* begin EXERCISE DATA *

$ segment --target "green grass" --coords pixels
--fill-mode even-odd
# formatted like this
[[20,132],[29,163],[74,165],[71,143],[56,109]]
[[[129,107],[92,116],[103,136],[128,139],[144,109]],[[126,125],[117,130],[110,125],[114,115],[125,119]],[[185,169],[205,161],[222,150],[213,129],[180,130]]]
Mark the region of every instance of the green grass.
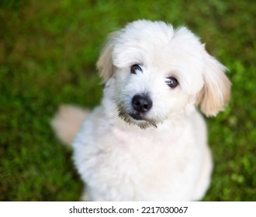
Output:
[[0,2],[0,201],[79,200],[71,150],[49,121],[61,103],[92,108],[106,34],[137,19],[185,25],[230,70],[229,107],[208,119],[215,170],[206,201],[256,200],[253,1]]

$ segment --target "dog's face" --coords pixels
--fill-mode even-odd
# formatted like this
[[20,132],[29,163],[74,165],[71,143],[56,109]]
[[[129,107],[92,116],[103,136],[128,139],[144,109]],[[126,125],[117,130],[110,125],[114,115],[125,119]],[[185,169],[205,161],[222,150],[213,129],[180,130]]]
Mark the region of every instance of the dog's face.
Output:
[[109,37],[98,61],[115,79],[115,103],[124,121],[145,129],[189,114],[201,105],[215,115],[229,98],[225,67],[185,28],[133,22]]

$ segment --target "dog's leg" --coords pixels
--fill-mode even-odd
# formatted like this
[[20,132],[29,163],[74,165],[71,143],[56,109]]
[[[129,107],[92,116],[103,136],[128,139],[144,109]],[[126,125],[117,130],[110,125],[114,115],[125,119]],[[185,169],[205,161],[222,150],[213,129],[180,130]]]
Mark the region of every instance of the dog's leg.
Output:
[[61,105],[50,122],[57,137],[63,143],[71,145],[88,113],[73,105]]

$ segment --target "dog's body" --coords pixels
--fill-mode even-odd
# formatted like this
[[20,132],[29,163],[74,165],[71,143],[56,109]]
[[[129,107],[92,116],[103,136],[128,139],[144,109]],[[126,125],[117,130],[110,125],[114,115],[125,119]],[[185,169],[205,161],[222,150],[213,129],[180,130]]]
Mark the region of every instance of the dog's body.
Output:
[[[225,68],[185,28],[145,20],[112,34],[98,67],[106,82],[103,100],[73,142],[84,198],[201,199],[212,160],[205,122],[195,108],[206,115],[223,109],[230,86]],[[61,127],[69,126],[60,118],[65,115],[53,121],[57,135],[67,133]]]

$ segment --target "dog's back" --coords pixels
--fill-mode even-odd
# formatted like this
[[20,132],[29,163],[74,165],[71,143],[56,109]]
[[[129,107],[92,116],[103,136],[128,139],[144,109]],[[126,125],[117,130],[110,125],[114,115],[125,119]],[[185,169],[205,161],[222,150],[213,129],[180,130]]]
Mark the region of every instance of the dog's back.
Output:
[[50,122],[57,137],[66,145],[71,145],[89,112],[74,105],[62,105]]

* end EXERCISE DATA *
* begin EXERCISE DATA *

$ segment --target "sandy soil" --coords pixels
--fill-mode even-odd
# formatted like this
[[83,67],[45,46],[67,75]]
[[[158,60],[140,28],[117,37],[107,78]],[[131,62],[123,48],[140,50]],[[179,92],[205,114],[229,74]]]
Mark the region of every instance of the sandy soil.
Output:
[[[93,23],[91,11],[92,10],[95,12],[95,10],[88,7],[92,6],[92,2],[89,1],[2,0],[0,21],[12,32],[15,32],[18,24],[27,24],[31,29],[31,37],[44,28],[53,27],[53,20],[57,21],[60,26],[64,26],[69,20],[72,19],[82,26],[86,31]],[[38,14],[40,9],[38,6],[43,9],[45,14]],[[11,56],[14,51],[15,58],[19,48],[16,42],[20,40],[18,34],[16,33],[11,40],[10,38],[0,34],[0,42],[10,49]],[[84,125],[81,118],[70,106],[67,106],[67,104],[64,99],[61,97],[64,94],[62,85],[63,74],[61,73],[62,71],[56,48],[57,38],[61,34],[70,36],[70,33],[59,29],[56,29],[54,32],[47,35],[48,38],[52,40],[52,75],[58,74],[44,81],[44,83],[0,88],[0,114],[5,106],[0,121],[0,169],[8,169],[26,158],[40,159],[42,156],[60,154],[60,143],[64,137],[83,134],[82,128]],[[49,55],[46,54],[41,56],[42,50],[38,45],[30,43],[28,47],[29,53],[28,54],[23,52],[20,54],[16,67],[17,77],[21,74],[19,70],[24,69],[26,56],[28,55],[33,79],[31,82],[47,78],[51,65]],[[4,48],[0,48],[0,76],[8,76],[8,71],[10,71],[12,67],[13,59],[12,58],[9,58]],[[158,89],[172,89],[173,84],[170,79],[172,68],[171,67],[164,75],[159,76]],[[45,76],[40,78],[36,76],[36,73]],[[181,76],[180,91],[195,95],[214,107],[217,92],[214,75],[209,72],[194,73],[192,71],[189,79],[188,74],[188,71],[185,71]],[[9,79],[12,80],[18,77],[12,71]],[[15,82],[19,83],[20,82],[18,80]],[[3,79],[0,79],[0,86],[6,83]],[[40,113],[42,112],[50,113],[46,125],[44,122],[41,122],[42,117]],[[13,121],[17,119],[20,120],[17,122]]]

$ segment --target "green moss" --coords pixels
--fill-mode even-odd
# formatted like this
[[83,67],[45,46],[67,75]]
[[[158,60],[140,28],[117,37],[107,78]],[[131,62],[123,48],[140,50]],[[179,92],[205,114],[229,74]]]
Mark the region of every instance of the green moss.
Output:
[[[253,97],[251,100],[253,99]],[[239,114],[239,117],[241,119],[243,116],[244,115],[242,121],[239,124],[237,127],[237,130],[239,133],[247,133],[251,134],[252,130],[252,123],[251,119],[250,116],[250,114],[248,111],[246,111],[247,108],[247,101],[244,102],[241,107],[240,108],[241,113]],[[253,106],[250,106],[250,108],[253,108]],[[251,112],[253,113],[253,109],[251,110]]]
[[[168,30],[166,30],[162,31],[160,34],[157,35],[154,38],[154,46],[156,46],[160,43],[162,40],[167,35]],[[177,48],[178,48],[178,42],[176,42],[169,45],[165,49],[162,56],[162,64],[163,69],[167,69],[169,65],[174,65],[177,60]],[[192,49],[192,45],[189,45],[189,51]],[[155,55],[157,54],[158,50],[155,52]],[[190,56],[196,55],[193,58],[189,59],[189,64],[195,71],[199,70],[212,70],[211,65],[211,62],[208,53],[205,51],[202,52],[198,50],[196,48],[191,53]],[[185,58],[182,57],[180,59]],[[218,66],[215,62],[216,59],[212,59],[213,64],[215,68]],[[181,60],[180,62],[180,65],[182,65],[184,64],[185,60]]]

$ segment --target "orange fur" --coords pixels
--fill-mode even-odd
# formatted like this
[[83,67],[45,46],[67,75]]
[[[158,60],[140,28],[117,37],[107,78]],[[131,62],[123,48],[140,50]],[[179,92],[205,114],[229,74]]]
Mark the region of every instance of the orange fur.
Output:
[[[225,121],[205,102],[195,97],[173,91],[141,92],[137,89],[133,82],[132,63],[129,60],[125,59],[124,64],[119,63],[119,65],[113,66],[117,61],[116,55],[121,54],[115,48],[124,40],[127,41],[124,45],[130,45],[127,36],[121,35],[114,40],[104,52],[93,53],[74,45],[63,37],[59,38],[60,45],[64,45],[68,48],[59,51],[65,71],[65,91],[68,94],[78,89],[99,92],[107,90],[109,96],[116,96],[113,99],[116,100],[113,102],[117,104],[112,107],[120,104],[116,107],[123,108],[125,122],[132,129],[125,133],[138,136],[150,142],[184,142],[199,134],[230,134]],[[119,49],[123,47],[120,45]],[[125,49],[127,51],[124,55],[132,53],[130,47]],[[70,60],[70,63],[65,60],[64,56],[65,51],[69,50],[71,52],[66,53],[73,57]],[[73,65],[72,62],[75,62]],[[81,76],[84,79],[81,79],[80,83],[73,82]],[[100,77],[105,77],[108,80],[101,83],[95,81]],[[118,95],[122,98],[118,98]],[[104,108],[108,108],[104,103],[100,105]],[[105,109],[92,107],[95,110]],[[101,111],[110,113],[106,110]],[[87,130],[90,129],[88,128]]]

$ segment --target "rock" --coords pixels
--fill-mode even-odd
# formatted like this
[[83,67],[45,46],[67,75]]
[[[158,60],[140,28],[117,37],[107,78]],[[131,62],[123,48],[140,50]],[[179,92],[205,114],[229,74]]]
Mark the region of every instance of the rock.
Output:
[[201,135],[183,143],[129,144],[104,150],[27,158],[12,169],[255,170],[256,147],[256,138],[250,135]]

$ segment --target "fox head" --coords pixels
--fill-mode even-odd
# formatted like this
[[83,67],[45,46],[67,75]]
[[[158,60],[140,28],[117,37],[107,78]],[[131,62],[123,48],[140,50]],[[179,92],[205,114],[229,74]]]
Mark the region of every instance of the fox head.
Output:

* end EXERCISE DATA *
* begin EXERCISE DATA *

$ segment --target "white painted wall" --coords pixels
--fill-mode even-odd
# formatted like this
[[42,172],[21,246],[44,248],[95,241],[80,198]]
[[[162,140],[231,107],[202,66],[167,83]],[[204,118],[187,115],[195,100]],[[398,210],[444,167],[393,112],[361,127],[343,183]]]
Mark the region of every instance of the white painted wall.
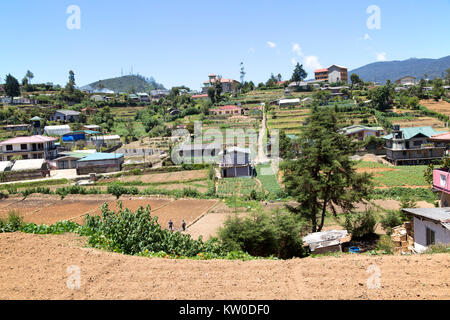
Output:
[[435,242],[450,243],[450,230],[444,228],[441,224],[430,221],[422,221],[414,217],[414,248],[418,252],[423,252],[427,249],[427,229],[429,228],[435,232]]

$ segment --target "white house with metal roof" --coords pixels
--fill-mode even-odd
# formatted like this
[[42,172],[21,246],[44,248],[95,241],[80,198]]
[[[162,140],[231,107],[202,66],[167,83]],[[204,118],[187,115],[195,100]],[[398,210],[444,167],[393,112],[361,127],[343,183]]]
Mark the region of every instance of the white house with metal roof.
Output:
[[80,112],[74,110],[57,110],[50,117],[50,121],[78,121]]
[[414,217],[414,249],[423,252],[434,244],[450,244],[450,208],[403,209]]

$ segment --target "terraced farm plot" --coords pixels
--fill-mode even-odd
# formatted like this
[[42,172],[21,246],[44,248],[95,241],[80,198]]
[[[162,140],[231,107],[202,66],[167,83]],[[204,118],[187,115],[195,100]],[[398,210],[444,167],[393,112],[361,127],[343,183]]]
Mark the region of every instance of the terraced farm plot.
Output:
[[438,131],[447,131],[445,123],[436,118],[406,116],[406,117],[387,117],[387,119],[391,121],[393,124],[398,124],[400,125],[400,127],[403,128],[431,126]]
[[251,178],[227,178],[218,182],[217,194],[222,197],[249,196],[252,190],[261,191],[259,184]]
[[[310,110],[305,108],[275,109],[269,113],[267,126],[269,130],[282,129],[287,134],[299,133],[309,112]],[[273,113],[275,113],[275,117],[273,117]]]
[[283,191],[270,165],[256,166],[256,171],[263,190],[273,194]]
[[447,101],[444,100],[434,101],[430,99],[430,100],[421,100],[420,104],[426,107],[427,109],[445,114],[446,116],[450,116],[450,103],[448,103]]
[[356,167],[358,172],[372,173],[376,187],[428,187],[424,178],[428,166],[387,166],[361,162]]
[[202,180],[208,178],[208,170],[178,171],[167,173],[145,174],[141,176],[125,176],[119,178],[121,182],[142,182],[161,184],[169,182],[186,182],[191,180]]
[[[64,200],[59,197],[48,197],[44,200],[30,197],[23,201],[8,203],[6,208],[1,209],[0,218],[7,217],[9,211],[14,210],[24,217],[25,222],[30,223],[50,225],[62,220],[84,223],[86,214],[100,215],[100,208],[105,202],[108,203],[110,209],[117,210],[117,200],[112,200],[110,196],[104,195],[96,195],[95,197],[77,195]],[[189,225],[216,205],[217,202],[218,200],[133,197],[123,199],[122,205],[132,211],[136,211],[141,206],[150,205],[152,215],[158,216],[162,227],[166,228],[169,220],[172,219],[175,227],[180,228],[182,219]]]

* end EXERCISE DATA *

**WORK REQUIRED:**
Which lines of the material contain the string "grass"? Select and copy each one, treating uppercase and lowercase as different.

**RESULT OF THIS EXERCISE:**
$ segment --target "green grass" --coords pixels
Mark the region of every instance of the green grass.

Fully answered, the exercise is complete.